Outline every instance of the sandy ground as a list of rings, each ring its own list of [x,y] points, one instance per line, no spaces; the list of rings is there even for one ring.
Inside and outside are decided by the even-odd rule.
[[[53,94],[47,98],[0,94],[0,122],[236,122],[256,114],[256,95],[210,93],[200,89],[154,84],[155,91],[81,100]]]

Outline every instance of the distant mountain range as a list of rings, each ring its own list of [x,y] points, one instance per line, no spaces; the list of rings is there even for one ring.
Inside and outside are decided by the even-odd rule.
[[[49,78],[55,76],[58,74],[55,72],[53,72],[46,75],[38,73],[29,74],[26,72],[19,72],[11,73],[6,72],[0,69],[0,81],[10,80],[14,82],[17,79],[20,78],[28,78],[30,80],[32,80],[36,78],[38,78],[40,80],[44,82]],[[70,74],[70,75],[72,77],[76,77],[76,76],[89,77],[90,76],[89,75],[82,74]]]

> [TASK DIRECTIONS] Convert the entries above into a two-column CSV with the header row instruction,outline. Give one row per entry, with its text and its answer each in its own quoted field and line breaks replaced by spaces.

> [ANSWER IN FULL]
instruction,outline
"Outline every instance of the sandy ground as a list of rings, each ring its own list of [x,y] points, one instance per line, no spaces; the list of rings is there even for one ring. Inside and outside are decided by the even-odd rule.","[[[53,94],[47,98],[0,94],[0,122],[236,122],[256,114],[256,95],[210,93],[200,89],[154,84],[155,91],[81,100]]]"
"Outline every instance of the distant mountain range as a list of rings, each ring its own list of [x,y] points, one instance per line, no spaces; the list of rings is there even for one ring. Inside and outside are decided by the even-odd rule.","[[[49,78],[55,76],[58,74],[55,72],[53,72],[46,75],[38,73],[29,74],[26,72],[19,72],[11,73],[6,72],[0,69],[0,81],[10,80],[14,82],[17,79],[20,78],[28,78],[30,80],[32,80],[36,78],[38,78],[40,80],[44,82]],[[70,74],[70,75],[72,77],[76,77],[76,76],[89,77],[90,76],[89,75],[82,74]]]"